[BEGIN Text shown]

Savoy Finance Co. v. De Biase

Pierce, J.

This is an action of contract in which the plaintiff seeks to recover upon a promissory note as set forth in its declaration. The answer is a general denial, payment, want of consideration, and the further answer that the note was void for illegality. At the trial the defendants waived so much of their answer as contained a denial of the genuineness of the signature and denial of the existence of the corporation. The plaintiff offered the note in evidence and rested. “The parties agreed to leave the question of counsel fee to the court, without offering any evidence on that point.”

The case was tried in the Municipal Court of the City of Boston. The report contains all the evidence material to the questions .reported. At the trial the defendants presented twelve requests for findings and rulings. On these requests the trial judge ruled that those numbered 1, 2, 3, 4, 5, 8 and 10 are requests for findings of fact and refused to pass upon them. He ruled that requests numbered 6, 7 and 9 are not applicable to the facts found by him and for that reason denied them. He denied requests numbered 11 and 12 and found for the plaintiff. In the Appellate Division the report was dismissed and the case is before this court on the appeal of the defendants from the decision of the appellate court.

[END Text shown]
[BEGIN Recorded data]

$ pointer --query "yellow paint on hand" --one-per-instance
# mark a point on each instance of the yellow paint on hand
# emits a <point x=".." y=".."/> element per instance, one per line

[END Recorded data]

§ **Prompt 1**: Copy from the opinion above, word for word, the passage starting with "The case was" and going on through "the appellate court.".
§ **Prompt 2**:
Answer these questions about the opinion above:
(a) What did the plaintiff offer in evidence before resting?
(b) In which court was the case tried?
(c) How many requests for findings and rulings did the defendants present at the trial?

§ **Exercise result 1**:
The case was tried in the Municipal Court of the City of Boston. The report contains all the evidence material to the questions .reported. At the trial the defendants presented twelve requests for findings and rulings. On these requests the trial judge ruled that those numbered 1, 2, 3, 4, 5, 8 and 10 are requests for findings of fact and refused to pass upon them. He ruled that requests numbered 6, 7 and 9 are not applicable to the facts found by him and for that reason denied them. He denied requests numbered 11 and 12 and found for the plaintiff. In the Appellate Division the report was dismissed and the case is before this court on the appeal of the defendants from the decision of the appellate court.

§ **Exercise result 2**:
(a) The note.
(b) The Municipal Court of the City of Boston.
(c) Twelve.